> Aim
Reproduce every item below word for word. Leave out the pictures.

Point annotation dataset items
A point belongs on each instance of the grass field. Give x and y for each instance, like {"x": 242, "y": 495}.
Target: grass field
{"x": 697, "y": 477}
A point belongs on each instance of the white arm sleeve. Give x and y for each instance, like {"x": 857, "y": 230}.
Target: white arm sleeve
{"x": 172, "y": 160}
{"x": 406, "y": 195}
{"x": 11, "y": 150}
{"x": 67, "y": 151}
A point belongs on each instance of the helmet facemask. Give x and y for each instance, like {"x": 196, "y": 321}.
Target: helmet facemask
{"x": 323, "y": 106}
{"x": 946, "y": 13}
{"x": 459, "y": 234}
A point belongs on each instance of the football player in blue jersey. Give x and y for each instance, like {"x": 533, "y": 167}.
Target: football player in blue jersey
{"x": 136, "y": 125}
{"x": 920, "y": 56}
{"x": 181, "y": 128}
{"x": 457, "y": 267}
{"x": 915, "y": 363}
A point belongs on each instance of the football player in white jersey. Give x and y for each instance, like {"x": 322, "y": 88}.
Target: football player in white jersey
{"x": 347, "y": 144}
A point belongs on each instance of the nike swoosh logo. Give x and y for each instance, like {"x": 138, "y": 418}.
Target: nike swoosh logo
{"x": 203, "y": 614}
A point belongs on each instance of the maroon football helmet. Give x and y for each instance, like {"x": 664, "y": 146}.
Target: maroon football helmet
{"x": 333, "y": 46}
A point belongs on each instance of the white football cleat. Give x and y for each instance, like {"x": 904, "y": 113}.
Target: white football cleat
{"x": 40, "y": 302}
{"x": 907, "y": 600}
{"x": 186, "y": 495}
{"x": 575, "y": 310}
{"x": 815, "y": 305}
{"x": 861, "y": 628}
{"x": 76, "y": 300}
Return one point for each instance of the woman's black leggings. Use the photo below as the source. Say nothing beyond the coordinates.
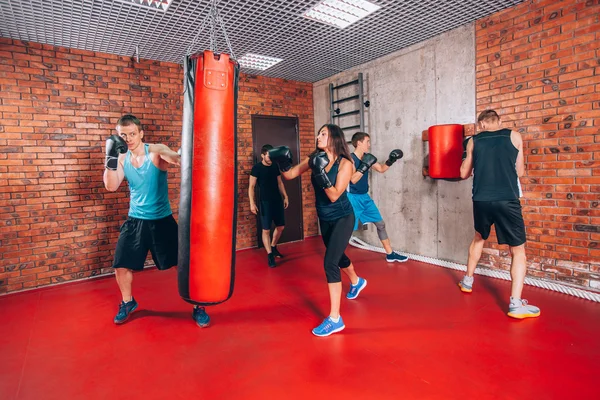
(336, 235)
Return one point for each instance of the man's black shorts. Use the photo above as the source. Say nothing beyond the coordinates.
(271, 212)
(505, 215)
(140, 235)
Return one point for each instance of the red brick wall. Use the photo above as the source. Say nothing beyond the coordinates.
(57, 106)
(538, 65)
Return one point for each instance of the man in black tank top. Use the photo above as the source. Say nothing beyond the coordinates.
(495, 159)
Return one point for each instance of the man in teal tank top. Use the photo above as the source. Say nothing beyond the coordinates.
(150, 225)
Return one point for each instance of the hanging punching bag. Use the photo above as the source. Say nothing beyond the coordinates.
(445, 151)
(207, 207)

> Exercise result
A point belongs on each instance of the grass field. Give x and y for each instance, like {"x": 242, "y": 495}.
Target: grass field
{"x": 697, "y": 477}
A point belongs on each instance of the white arm sleeve. Give x and y for each instance, like {"x": 857, "y": 230}.
Target: white arm sleeve
{"x": 172, "y": 160}
{"x": 406, "y": 195}
{"x": 11, "y": 150}
{"x": 67, "y": 151}
A point belongs on each instance of the helmet facemask. Give x and y for each instance, like {"x": 196, "y": 321}.
Target: helmet facemask
{"x": 323, "y": 106}
{"x": 946, "y": 13}
{"x": 459, "y": 234}
A point belongs on each instance of the football player in blue jersey. Give x and y for each instance, like {"x": 533, "y": 167}.
Target: football player in blue jersey
{"x": 136, "y": 125}
{"x": 920, "y": 56}
{"x": 181, "y": 128}
{"x": 457, "y": 267}
{"x": 915, "y": 363}
A point belongs on each instance of the football player in white jersey. Give x and y for each instance, like {"x": 322, "y": 88}.
Target: football player in white jersey
{"x": 347, "y": 144}
A point belongs on each instance of the nike swoosh logo. Give x and y for each instance, like {"x": 138, "y": 418}.
Target: nike swoosh logo
{"x": 203, "y": 614}
A point belongs on each instance of the maroon football helmet. Give x and y for each instance, like {"x": 664, "y": 146}.
Target: maroon football helmet
{"x": 333, "y": 46}
A point belongs on each instance of the white football cleat. Give x and y for each instance, like {"x": 904, "y": 113}.
Target: white football cleat
{"x": 40, "y": 302}
{"x": 907, "y": 600}
{"x": 186, "y": 495}
{"x": 575, "y": 310}
{"x": 815, "y": 305}
{"x": 861, "y": 628}
{"x": 76, "y": 300}
Return one point for each instance of the woman's black leggings. Use the photo below as the source. Say nothing beyond the coordinates.
(336, 235)
Return one point for each instance of the man's black shorts. Use the photo above as the source. Say nothing beyond the coordinates.
(271, 212)
(505, 215)
(140, 235)
Return one point for each instance of the red brick wall. Use the photo above as the source. Say nothing beyond the coordinates.
(57, 106)
(538, 65)
Return one point for each instance of the man in black tank top. Use the photo above as the source. Say nothing beyond the coordinates.
(495, 159)
Return one point for each instance of the man in teal tank top. Use the photo above as the source. Say nothing beyond the coordinates.
(150, 225)
Return one point for each instance of the hanging punching bag. Use the photo above as the source. Say nothing beyond the coordinates.
(445, 151)
(207, 207)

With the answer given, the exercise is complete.